**SELECTED EXTRACT**.
-*-
There is a humanitarian crisis in every country where the U.S. dropped cluster bombs-in Kuwait, Afghanistan, and Iraq. Under Article 49 of the Geneva Conventions on Civilians, the Occupying Power has a responsibility to return evacuated personnel to their homes at the end of hostilities-a responsibility which live cluster bombs make impossible to fulfill. Thousands of displaced persons in Afghanistan cannot return to their homes because their farms, houses and villages are replete with unexploded bomblets.
Before the invasion of Iraq, Human Rights Watch called for a moratorium on the use of cluster bombs. Human Rights director Steve Close predicted that "Iraqi civilians will be paying the price with their lives and limbs for many years." A U.N. weapons commission described cluster bombs as "weapons of indiscriminate effects."
In defiance of U.N. reports, Air Force studies, and repeated warnings from Human Rights Watch, Rumsfeld reauthorized the expanded use of cluster bombs with full knowledge of their indiscriminate and treacherous results.
The consequences of his war crime, as reported by international journalists and photographers, are appalling.
On April 10th Asia Times described the carnage of U.S. cluster bombs. "All over Baghdad, the city's five main hospitals simply cannot cope with an avalanche of civilian casualties. Doctors can't get to the hospitals because of the bombing. Dr. Osama Saleh-al-Deleimi at the al-Kindi hospital confirms the absolute majority of patients are women and children, victims of...shrapnel and most of all, fragments of cluster bombs. 'They are all civilians, ' he said. 'The International Committee of the Red Cross is in a state of almost desperation...casualties arriving at hospitals at a rate of as many as 100 per hour and at least 100 per day.'"
Anton Antonowicz reported in The Mirror (U.K.) from a hospital in Hillah: "Among the 168 patients I counted, not one was being treated for bullet wounds. All of them, men, women, children, bore the wounds of bomb shrapnel. It peppered their bodies. Blackened the skin. Smashed heads. Tore limbs. A doctor reported that 'All the injuries you see were caused by cluster bombs...The majority of the victims were children who died because they were outside.'"
Reporting from Baghdad March 27th, Doug Johnson wrote: "I'm overwhelmed and tired. For three days now I've concentrated on visiting injured civilians in hospitals and seeing bombed sites. This morning we interviewed an extended family of 25 that had been living in six houses together on one farm just outside of Baghdad. At 6:00 p.m. yesterday, B-52s dropped cluster bombs on their farm destroying all six houses, killing four and severely injuring many others. Even the farm animals were killed. We were told that the yellow cylinders landed in their yard, and when they and the animals crept closer to investigate, the bombs detonated."
-*-
**DATASET EXCERPTS**.
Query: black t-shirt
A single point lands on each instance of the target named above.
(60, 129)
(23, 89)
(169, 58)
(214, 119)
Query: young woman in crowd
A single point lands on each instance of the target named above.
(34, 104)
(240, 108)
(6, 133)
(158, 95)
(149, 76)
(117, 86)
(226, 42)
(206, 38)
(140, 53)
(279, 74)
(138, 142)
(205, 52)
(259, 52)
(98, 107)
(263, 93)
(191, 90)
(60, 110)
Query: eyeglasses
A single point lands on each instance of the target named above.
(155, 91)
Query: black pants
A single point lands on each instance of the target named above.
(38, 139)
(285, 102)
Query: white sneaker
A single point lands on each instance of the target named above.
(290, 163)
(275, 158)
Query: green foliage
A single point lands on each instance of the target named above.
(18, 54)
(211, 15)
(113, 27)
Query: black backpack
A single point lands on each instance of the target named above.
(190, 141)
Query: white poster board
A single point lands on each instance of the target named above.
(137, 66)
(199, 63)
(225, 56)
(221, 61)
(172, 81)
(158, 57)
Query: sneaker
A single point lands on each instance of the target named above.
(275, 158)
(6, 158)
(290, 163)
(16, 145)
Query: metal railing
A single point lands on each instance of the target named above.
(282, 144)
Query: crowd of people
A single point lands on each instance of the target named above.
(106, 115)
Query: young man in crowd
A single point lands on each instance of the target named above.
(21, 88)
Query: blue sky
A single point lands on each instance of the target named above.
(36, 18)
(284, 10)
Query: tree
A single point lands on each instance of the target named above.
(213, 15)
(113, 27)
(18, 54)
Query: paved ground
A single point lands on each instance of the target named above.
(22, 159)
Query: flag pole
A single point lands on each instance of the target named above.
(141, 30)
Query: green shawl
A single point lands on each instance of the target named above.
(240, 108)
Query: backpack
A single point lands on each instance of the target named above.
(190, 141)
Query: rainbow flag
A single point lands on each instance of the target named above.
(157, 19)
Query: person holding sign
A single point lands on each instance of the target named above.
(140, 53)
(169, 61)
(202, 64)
-*-
**CHECK YOUR UNDERSTANDING**.
1. Answer these questions about the cluster bombs text, one line each:
(a) Which article of the Geneva Conventions on Civilians does it cite?
(b) How many patients did Anton Antonowicz count at the hospital in Hillah?
(c) At what time did B-52s drop cluster bombs on the family farm outside Baghdad?
2. Continue the piece on U.S. cluster bombs, starting right after its final sentence.

**ANSWERS TO THIS EXERCISE**.
1.
(a) Article 49
(b) 168
(c) 6:00 p.m.

2.
During the invasion of Iraq, Donald Rumsfeld lauded the accuracy of stealth bombers and missiles-a boast met with mockery in the streets of Baghdad. But whatever we think about Rumsfeld's humanitarian missiles, he cannot plead ignorance about the traits and effects of cluster bombs. Ever since the Vietnam catastrophe, from the hospitals of Saigon to the clinics of Afghanistan, into the wailing hospitals of Iraq, doctors have been digging shrapnel out of the maimed bodies of once-playful children all around the world. Cluster bombs were always known for their inaccuracy, their indiscriminate and unpredictable nature.
Regarding the use of cluster bombs, among other war crimes--the use of depleted uranium, "the wanton destruction of cities and towns," collective reprisals against civilians in Operation Hammer--the U.S. media is still silent. Years ago in the midst of France's brutal war in Algeria, the philosopher Jean Paul Sartre admonished the French intelligentsia:
"It is not right, my fellow-countrymen, you who know very well all the crimes committed in our name. It's not at all right that you do not breathe a word about them to anyone, not even to your own soul, for fear of having to stand in judgment of yourself. I am willing to believe that at the beginning you did not realize what was happening; later, you doubted whether such things could be true; but now you know, and still you hold your tongues."